**Görev**
Döviz kurlarıyla ilgili metne göre yeni kabinenin açıklanmasının ardından dolar, bankalararası piyasada yeni haftaya kaç liradan başladı?

**Verilen metin**
Cumhurbaşkanlığı Kabinesi’nin açıklanmasının ardından Kapalıçarşı’da 21 liranın üzerinde fiyatlanan dolar kuru, bankalararası piyasada da 21 lira seviyesinin üzerine çıktı.
Dolar, cuma günü Türkiye piyasalarının kapanış saatinde 20,95 TL seviyesinden işlem görürken; geçtiğimiz haftanın son işlem gününde gün içerisinde en düşük 20,78 TL seviyesini, en yüksek ise 21,16 TL seviyesini görmüştü.
Euro da cuma günü en yüksek 22,82 TL'yi görürken, en düşük 22,35 seviyesinden işlem görmüştü. Euro kapanış itibarıyla ise 22,45 seviyesinden fiyatlanmıştı.
Cumhurbaşkanlığı Erdoğan’ın yeni kabineyi açıklamasının ardından ise bankalararası piyasada dolar 21,11 liradan, euro 22,65 liradan yeni haftaya başladı.
Kaynak: Döviz.com - Amerikan Doları Banka Kurları
Dolar/TL bankalararası işlemlerde Cumhurbaşkanlığı seçiminin tamamlanmasının ardından ilk işlem gününü 20,04 liradan, 14 Mayıs'ta gerçekleşen seçimlerden önceki son işlem gününü ise 19,58'den tamamlamıştı.
Seçimler nedeniyle oluşan belirsizlik, artan talep ve yüksek cari açık ile dış ticaret açığına rağmen Merkez Bankası rezervlerinin tükenme noktasına gelmesi de kurun yükselmesindeki temel faktörler olarak finans piyasaları tarafından yakından izlenmişti.
Piyasaların "dolar kuru ne kadar olacak?" sorusuna yanıt vermek için yeni odak noktası ise Hazine ve Maliye Bakanlığı’na getirilen Mehmet Şimşek’in kendini piyasalara nasıl ispatlayacağı olacak.
Uzmanlar Mehmet Şimşek döneminden ne bekliyor?
“İstediği süre verilirse başarılı olacaktır”
ODTÜ Öğretim Üyesi Doç. Dr. Atılım Murat: Umutluyum, iyimserim. Mehmet Şimşek’in de önümüzdeki dönemde istediklerini yapabileceğini düşünüyorum. Geleneksel para politikalarına, serbest piyasaya mali disiplinden ödün vermeden dönüş sağlamak isteyecektir. Eski bakanlık dönemlerinden hatırladığımız gibi mali disipline çok önem verir, bir yere para harcayacaksa başka yerden para bulmaya çalışacaktır.

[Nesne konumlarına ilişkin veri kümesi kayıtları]
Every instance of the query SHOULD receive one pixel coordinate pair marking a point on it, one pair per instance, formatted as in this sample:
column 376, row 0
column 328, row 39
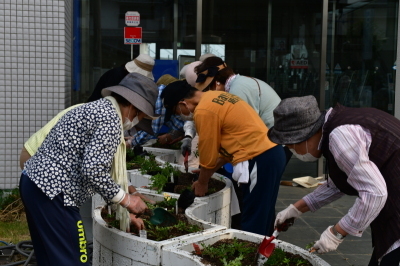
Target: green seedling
column 278, row 258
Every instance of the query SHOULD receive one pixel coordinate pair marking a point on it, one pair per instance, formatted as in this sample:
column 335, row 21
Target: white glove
column 186, row 146
column 328, row 242
column 289, row 212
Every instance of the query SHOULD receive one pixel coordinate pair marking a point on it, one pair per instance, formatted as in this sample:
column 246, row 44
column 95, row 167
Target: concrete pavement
column 354, row 251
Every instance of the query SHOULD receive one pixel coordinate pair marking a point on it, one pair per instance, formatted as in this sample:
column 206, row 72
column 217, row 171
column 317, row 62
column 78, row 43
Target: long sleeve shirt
column 175, row 122
column 228, row 127
column 76, row 156
column 258, row 95
column 349, row 145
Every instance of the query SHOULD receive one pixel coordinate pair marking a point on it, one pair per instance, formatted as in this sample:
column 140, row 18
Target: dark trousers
column 258, row 206
column 391, row 259
column 56, row 230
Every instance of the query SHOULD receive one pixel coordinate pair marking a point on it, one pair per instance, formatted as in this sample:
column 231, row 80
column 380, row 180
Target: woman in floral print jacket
column 74, row 162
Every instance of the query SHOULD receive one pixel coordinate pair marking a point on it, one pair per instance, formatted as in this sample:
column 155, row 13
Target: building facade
column 53, row 52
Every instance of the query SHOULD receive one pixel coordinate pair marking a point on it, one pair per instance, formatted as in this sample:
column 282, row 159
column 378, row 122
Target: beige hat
column 165, row 80
column 139, row 90
column 189, row 74
column 207, row 76
column 143, row 64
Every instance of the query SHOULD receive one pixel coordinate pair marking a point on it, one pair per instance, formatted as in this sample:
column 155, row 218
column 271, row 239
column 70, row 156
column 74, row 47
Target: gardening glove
column 164, row 139
column 289, row 212
column 199, row 189
column 128, row 142
column 137, row 222
column 328, row 242
column 186, row 145
column 143, row 197
column 136, row 205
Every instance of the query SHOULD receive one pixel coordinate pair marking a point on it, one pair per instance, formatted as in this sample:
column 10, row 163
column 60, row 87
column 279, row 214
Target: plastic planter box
column 114, row 247
column 218, row 208
column 181, row 253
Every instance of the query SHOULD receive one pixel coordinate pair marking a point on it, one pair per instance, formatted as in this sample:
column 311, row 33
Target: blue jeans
column 56, row 230
column 260, row 194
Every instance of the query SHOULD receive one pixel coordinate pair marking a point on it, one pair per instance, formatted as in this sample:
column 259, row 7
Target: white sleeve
column 189, row 128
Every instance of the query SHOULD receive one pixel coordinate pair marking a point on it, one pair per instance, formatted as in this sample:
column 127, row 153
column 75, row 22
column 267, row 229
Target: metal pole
column 199, row 22
column 175, row 49
column 324, row 36
column 269, row 53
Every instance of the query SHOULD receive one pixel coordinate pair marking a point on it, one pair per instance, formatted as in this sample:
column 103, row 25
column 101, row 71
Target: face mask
column 186, row 117
column 308, row 157
column 128, row 124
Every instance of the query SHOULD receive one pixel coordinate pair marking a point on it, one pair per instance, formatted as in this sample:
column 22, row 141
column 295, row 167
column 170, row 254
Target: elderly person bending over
column 231, row 131
column 362, row 151
column 83, row 154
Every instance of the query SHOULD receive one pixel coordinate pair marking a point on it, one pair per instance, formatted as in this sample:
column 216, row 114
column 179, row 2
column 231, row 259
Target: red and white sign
column 299, row 63
column 132, row 35
column 132, row 18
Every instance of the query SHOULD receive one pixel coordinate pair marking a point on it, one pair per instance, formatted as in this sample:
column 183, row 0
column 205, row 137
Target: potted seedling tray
column 112, row 246
column 165, row 154
column 184, row 253
column 218, row 206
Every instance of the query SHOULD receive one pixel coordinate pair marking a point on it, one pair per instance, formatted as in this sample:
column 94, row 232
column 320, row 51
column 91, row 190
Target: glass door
column 361, row 54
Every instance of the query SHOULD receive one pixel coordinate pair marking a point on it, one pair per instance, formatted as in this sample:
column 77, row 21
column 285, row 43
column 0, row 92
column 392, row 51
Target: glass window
column 361, row 54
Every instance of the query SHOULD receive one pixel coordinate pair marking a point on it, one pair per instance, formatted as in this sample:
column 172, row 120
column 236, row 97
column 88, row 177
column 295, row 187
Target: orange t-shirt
column 229, row 127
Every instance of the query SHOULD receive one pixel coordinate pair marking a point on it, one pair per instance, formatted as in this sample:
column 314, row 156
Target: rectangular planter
column 218, row 208
column 114, row 247
column 181, row 253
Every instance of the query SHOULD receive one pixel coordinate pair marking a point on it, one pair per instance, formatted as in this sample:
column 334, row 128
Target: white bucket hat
column 189, row 74
column 143, row 64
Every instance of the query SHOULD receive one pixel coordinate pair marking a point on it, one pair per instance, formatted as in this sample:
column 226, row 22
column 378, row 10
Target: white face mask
column 186, row 117
column 128, row 124
column 308, row 157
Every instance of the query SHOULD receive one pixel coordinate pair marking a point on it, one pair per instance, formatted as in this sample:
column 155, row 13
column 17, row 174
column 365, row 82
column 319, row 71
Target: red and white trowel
column 266, row 247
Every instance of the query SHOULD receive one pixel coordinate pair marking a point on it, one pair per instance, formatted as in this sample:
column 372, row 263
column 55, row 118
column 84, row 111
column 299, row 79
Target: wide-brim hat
column 172, row 95
column 139, row 90
column 296, row 119
column 146, row 125
column 165, row 80
column 143, row 64
column 207, row 76
column 190, row 75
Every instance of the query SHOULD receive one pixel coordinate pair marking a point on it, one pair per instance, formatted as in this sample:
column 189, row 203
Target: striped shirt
column 141, row 137
column 349, row 144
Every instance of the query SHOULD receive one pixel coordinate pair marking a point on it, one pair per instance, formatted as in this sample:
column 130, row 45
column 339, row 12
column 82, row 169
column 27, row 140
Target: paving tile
column 336, row 259
column 354, row 251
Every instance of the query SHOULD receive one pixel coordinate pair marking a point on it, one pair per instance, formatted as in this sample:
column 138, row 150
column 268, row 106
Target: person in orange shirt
column 231, row 131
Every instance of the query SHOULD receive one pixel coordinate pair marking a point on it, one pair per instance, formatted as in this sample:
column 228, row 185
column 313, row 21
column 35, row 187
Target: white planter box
column 114, row 247
column 218, row 208
column 166, row 155
column 181, row 253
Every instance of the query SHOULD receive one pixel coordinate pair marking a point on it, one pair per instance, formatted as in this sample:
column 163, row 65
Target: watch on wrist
column 337, row 234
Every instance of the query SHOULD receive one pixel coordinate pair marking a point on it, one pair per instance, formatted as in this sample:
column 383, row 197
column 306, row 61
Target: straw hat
column 165, row 80
column 143, row 64
column 296, row 120
column 139, row 90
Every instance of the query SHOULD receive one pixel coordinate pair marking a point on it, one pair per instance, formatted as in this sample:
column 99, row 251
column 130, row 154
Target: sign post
column 132, row 18
column 132, row 33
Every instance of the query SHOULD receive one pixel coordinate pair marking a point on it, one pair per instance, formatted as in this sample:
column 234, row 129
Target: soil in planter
column 186, row 180
column 156, row 233
column 245, row 253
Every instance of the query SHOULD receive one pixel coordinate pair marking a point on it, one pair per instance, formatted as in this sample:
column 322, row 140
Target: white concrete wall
column 35, row 73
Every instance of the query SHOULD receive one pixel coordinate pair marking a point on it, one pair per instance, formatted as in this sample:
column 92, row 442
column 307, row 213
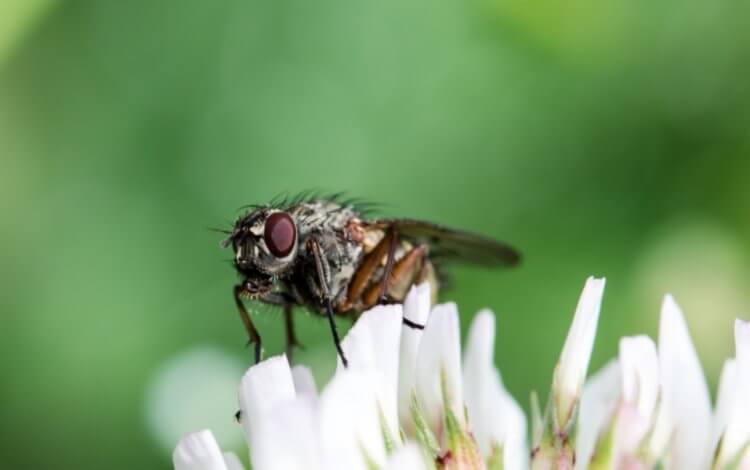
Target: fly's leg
column 320, row 268
column 404, row 274
column 385, row 281
column 369, row 265
column 291, row 336
column 252, row 332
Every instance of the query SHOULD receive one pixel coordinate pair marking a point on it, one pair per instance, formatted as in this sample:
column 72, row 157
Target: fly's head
column 265, row 246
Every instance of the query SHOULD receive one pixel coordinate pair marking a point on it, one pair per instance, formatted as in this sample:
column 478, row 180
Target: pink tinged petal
column 408, row 457
column 416, row 309
column 495, row 418
column 372, row 347
column 737, row 434
column 640, row 390
column 439, row 359
column 350, row 422
column 725, row 397
column 198, row 451
column 287, row 436
column 599, row 400
column 571, row 369
column 232, row 461
column 684, row 420
column 263, row 387
column 304, row 383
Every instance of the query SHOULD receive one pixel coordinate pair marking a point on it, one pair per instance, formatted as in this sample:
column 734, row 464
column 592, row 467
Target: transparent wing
column 454, row 245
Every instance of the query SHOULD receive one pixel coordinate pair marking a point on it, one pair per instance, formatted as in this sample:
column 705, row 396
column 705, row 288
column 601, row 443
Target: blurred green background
column 606, row 138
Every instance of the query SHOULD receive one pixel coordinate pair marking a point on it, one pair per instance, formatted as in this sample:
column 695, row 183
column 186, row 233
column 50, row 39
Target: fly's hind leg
column 407, row 271
column 291, row 337
column 252, row 332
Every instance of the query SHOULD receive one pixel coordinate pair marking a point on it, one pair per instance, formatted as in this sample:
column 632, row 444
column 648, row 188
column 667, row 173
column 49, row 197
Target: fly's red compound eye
column 280, row 234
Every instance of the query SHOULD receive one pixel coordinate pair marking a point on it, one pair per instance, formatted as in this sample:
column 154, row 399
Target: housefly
column 326, row 255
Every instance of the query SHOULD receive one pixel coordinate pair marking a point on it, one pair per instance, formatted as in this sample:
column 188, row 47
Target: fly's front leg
column 321, row 268
column 252, row 332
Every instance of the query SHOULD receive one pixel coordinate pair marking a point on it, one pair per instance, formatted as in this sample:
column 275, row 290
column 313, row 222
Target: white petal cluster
column 652, row 404
column 410, row 400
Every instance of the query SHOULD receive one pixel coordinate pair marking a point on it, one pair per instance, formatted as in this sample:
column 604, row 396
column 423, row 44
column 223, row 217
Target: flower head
column 410, row 400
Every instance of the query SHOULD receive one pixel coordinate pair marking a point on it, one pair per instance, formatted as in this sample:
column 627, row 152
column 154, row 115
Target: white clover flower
column 658, row 412
column 733, row 406
column 410, row 400
column 571, row 369
column 200, row 451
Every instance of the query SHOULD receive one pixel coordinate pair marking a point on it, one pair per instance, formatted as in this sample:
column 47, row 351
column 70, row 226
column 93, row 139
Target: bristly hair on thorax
column 284, row 201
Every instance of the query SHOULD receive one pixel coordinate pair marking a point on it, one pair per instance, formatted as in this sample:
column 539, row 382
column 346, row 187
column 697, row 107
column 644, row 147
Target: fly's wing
column 454, row 245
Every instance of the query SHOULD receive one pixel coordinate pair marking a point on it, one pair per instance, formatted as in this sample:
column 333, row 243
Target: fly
column 324, row 254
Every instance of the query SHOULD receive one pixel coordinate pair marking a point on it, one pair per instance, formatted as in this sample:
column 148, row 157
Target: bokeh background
column 606, row 138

**Yanıt**
21,11 liradan.